(Beginning of TEXT EXCERPT)

What is Hepatitis B?

Hepatitis B is an infection of the liver caused by the Hepatitis B Virus. This infection leads to the inflammation of the liver. The illness may be short-lived (acute) lasting up to 6 months, or it may persist for a longer period of time (more than 6 months), in which case it is termed chronic.

What are the symptoms of Hepatitis B?

Those who are symptomatic may experience symptoms such as

  • Dark-tinged urine
  • Fever
  • Malaise
  • Jaundice
  • Abdominal pain

People with these symptoms should seek medical help immediately!

Hepatitis B has no known treatment or cure. The good news is that it typically goes away on its own in 4 to 8 weeks. Adults who contract hepatitis B often fully recover in more than 9 out of 10 cases. However, roughly 1 in 20 persons who have hepatitis B go on to develop a chronic (long-lasting) hepatitis B infection, making them “carriers.”

FAQs on Hepatitis B

HBV is spread by contact with infected blood or body fluid.

This can occur a variety of ways, which includes but are not limited to

  • Sharing needles with a HBV positive individual e.g. during intra-venous drug us
  • Needle stick injuries
  • Sexual contact
  • Contact with blood or wounds of an infected individual
  • From mother-to-child during the birthing process

Diagnosis of HBV is done by a medical professional who will use a combination of clinical presentation and blood tests sent to the lab. Laboratories will either check for immune markers of HBV (antibodies / antigens) or viral nucleic acid.

Infections caused by HBV are potentially self-limiting (acute), if this is the case no specific treatment regimen may be required, however, this must be determined by a doctor. If this is the case, lifestyle changes including increased water intake, rest and nutritionally sound meals may be recommended by your doctor.

If infection with HBV proves to be chronic, your clinician may determine a more stringent treatment regimen dependent on your specific case – this may include antiviral medication and monitoring of disease progression. Tests which assist in monitoring disease progression include liver scans, lab tests like liver function panels and Hepatitis B Viral Load testing.

(End of TEXT EXCERPT)
(Beginning of SUPPLIED MATERIAL)

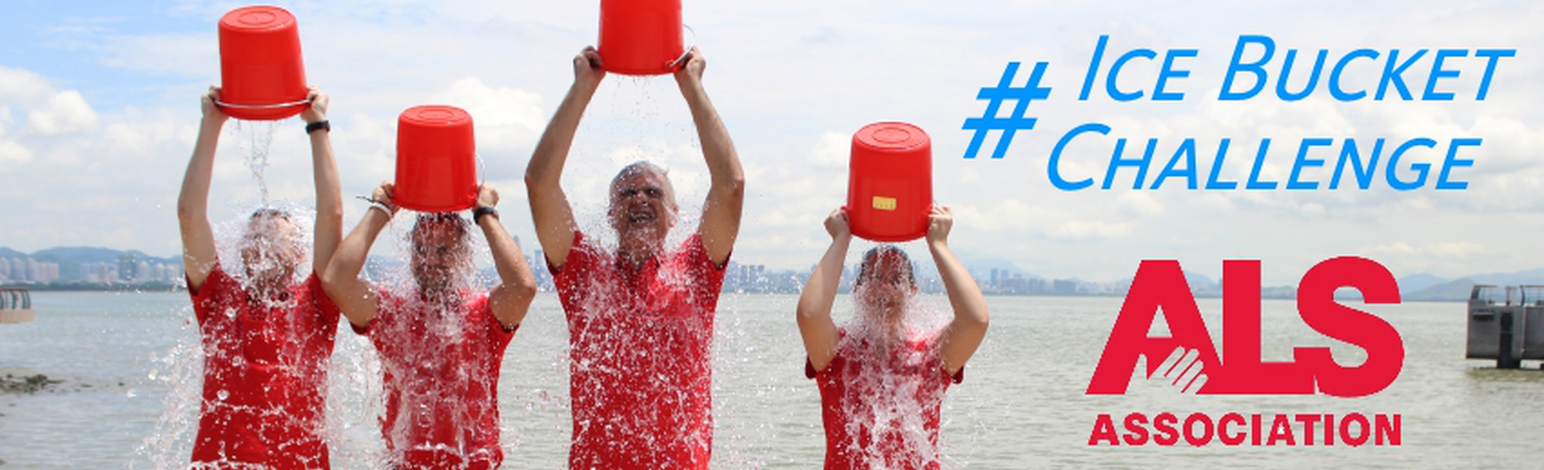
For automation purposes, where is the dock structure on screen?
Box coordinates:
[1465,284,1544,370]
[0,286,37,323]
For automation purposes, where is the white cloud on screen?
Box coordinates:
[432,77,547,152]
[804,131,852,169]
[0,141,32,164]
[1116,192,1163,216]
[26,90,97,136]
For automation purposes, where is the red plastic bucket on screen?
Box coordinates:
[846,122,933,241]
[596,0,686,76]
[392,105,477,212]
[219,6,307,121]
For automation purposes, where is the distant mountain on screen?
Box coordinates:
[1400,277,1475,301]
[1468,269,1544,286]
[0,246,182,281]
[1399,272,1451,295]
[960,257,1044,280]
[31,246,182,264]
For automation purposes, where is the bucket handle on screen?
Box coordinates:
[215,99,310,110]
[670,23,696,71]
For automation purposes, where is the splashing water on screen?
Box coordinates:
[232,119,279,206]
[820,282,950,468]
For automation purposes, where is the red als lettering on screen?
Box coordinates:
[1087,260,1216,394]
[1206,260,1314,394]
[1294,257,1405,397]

(End of SUPPLIED MATERIAL)
(Beginning of SUPPLIED MATERIAL)

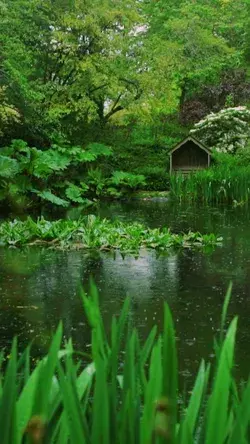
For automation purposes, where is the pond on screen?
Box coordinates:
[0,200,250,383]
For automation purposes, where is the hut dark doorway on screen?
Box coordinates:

(End of SUPPLIED MATERIAL)

# REQUIRED WORK
In the Hepatitis B text, how long can the acute form of the illness last?

# ANSWER SECTION
Up to 6 months.